**Task item**: From the line with "Query: red pillar" down to the final line of the records below, retype everything exactly and leave out the rest.

─── Data in this exercise ───

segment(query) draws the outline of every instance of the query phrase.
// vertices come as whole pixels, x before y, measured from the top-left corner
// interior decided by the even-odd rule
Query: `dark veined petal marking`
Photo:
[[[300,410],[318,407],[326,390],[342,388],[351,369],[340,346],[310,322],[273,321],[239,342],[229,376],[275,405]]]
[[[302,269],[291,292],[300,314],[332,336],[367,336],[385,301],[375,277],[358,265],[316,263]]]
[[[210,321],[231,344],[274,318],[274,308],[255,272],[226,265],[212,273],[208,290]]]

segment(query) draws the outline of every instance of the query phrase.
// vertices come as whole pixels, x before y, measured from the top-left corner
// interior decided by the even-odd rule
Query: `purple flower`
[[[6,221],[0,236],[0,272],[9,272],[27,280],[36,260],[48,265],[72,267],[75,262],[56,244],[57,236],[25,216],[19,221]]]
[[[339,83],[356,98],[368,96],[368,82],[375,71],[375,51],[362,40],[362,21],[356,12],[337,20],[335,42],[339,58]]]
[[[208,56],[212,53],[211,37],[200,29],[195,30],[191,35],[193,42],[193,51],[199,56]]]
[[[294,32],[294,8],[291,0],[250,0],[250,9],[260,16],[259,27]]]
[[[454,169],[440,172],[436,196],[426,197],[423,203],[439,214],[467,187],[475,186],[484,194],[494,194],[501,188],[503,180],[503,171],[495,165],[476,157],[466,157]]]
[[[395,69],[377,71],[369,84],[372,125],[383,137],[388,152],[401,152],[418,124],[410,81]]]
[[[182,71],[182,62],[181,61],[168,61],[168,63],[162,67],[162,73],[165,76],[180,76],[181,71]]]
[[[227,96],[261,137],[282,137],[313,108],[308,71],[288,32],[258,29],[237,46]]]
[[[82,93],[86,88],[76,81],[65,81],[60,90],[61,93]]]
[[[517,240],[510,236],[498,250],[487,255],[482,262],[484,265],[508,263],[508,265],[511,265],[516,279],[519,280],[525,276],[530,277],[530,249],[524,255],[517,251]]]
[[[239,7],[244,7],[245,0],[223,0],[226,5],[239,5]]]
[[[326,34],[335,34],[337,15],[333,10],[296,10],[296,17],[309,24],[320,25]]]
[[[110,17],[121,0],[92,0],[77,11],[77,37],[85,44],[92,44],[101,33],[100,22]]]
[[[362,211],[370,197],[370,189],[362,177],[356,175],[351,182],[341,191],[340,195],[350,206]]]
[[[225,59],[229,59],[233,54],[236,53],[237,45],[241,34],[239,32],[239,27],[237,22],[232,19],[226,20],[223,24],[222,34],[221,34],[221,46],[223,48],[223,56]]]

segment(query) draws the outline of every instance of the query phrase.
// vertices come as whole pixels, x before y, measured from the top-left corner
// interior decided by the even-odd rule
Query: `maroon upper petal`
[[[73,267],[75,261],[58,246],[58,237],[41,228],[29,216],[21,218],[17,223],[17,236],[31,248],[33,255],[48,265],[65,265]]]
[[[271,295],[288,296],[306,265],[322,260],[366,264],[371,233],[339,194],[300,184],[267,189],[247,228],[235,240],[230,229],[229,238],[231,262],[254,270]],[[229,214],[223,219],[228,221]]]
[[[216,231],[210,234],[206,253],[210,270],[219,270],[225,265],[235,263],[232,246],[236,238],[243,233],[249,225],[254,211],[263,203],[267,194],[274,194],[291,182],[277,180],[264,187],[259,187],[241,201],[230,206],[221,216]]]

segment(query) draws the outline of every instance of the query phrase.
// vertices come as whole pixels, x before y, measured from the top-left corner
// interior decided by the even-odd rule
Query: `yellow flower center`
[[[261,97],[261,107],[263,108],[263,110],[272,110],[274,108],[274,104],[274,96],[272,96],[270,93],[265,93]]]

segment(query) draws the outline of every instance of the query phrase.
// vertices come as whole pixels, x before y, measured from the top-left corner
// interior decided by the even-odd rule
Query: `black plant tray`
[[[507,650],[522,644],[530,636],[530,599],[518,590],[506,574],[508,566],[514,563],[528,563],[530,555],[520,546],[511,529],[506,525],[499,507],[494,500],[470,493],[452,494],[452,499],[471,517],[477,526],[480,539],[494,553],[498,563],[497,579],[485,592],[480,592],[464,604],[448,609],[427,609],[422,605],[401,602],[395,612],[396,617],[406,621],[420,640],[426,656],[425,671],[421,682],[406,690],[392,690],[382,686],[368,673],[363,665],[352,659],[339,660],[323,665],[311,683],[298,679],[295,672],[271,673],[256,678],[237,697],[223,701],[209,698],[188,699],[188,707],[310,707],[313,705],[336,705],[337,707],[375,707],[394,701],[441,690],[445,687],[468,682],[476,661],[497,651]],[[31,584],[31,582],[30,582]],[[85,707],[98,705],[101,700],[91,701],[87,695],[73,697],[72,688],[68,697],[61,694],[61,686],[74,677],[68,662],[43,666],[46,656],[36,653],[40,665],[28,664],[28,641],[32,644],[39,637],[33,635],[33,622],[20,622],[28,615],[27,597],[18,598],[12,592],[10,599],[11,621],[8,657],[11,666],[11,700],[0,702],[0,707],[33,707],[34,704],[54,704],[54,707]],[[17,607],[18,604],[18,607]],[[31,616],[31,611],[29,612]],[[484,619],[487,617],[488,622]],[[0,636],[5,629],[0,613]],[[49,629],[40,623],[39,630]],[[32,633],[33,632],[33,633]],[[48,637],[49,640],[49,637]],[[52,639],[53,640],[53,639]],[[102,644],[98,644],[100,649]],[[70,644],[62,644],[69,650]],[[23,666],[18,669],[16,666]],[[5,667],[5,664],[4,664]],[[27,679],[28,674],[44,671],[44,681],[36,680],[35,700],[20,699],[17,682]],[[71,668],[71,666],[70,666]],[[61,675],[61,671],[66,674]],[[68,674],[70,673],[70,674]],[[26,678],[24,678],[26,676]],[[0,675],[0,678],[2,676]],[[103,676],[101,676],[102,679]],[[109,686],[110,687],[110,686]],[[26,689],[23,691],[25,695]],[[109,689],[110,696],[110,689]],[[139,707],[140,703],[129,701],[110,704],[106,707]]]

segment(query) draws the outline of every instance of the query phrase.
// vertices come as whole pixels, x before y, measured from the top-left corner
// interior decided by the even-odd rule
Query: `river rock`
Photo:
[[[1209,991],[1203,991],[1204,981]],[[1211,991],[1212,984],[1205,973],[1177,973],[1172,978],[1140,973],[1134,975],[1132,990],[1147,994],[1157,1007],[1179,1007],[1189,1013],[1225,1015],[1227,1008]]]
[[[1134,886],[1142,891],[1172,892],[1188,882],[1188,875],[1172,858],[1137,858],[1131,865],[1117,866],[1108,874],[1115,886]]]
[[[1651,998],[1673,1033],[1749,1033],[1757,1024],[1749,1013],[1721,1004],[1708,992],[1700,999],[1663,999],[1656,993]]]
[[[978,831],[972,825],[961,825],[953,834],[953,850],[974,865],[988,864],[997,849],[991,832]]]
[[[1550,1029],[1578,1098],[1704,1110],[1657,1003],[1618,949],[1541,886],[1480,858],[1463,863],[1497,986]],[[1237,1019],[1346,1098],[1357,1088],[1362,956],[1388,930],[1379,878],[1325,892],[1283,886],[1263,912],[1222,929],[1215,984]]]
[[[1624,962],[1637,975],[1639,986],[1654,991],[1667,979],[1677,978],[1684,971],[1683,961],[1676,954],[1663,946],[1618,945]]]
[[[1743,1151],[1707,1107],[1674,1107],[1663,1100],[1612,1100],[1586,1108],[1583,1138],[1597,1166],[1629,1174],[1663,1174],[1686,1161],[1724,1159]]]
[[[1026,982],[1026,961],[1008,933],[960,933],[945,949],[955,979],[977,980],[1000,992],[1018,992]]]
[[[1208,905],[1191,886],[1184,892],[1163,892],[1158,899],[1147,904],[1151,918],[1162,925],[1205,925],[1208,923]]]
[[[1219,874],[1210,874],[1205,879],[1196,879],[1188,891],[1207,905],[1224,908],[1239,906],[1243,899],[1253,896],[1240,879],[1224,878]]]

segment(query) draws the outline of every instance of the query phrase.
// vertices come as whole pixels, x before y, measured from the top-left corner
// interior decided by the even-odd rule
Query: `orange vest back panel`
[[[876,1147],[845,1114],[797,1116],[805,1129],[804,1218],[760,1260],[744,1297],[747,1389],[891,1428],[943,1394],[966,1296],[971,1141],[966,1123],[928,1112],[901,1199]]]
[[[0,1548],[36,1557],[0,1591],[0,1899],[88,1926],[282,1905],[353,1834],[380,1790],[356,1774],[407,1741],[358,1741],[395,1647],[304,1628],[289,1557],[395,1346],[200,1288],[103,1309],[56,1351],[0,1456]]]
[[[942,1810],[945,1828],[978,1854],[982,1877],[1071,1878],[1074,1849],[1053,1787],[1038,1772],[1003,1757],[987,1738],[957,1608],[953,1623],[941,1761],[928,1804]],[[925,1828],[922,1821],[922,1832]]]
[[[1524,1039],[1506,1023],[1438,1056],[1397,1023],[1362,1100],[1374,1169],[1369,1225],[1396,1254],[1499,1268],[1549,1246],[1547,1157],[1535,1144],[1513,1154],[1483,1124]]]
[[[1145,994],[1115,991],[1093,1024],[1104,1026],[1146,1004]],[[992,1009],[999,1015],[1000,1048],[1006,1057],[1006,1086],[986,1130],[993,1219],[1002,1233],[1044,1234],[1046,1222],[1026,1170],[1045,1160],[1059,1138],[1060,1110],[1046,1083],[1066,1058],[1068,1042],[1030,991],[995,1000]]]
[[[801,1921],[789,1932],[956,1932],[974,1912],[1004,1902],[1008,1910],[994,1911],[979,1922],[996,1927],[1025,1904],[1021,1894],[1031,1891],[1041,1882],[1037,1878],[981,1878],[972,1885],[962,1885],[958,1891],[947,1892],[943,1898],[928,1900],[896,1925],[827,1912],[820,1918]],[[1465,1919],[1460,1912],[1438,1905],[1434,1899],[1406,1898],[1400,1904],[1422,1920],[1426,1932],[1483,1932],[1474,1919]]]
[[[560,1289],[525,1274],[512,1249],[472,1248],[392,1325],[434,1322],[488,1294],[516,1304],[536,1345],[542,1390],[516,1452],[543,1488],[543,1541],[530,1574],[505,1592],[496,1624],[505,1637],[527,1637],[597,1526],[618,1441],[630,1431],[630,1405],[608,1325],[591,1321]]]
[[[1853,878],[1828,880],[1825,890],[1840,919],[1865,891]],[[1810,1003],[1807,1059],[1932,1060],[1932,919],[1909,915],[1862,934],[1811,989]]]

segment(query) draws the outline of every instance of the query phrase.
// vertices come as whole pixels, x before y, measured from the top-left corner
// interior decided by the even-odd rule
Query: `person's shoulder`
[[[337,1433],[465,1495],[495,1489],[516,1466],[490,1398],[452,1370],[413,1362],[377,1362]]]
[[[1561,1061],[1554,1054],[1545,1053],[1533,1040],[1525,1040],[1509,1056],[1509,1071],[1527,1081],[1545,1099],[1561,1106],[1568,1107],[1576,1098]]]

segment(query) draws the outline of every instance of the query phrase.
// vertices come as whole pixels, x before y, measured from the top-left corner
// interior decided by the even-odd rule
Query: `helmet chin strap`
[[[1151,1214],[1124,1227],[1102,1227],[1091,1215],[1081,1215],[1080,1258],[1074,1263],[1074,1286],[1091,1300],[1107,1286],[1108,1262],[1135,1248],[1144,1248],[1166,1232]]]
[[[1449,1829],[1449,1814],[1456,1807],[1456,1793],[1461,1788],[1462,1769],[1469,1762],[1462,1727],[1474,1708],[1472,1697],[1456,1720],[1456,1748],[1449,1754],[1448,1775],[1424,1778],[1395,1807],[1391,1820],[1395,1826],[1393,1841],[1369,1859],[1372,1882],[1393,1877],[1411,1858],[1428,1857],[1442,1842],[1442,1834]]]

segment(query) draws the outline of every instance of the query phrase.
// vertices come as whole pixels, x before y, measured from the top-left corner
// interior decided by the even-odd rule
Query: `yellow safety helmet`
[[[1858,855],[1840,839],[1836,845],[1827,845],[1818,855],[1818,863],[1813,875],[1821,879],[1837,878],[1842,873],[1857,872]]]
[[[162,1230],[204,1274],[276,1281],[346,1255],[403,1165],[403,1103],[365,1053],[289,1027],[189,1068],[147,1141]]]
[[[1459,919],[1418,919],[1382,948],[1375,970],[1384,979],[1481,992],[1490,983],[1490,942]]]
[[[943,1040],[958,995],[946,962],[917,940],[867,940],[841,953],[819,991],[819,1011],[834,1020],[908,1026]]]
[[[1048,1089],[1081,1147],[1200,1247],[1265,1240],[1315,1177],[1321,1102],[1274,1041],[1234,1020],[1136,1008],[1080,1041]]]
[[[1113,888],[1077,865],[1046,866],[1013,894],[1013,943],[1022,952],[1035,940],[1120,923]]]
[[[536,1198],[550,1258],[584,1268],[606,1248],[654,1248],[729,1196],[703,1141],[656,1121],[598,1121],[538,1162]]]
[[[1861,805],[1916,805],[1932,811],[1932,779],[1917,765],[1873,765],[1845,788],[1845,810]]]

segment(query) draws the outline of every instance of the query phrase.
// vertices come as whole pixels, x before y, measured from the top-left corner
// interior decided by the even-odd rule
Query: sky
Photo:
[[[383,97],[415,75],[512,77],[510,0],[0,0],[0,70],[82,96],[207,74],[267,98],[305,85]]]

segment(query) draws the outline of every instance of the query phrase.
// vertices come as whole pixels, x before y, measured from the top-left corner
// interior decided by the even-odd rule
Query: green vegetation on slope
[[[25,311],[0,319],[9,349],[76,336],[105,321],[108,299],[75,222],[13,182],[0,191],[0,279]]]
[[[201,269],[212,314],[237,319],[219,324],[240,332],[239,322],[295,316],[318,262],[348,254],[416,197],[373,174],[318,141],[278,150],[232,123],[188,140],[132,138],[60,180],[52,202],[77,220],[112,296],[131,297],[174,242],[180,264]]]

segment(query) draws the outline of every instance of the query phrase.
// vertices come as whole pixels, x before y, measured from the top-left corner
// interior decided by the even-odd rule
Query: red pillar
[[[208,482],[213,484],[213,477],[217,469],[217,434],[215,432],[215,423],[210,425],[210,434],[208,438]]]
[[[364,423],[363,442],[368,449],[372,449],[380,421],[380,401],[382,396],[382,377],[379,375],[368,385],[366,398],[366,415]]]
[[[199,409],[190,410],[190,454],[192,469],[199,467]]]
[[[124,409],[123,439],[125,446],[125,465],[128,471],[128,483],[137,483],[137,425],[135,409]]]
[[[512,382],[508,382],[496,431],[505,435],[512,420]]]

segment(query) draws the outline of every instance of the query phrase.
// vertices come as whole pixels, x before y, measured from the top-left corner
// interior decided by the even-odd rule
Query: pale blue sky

───

**Response to the exercise**:
Query: red pillar
[[[208,482],[213,484],[213,477],[217,469],[217,434],[215,432],[215,423],[210,425],[210,434],[208,438]]]
[[[364,423],[363,442],[368,449],[372,449],[380,421],[380,401],[382,396],[382,377],[379,375],[368,385],[366,398],[366,415]]]
[[[199,409],[190,410],[190,454],[192,469],[199,467]]]
[[[124,409],[123,439],[125,446],[125,465],[128,471],[128,483],[137,483],[137,425],[135,409]]]
[[[512,382],[508,382],[496,431],[505,435],[512,420]]]

segment(query) draws the outline of every instance of the query phrase.
// vertices come as whole pixels, x before y, measured from the top-left corner
// interior decided by the even-odd rule
Query: pale blue sky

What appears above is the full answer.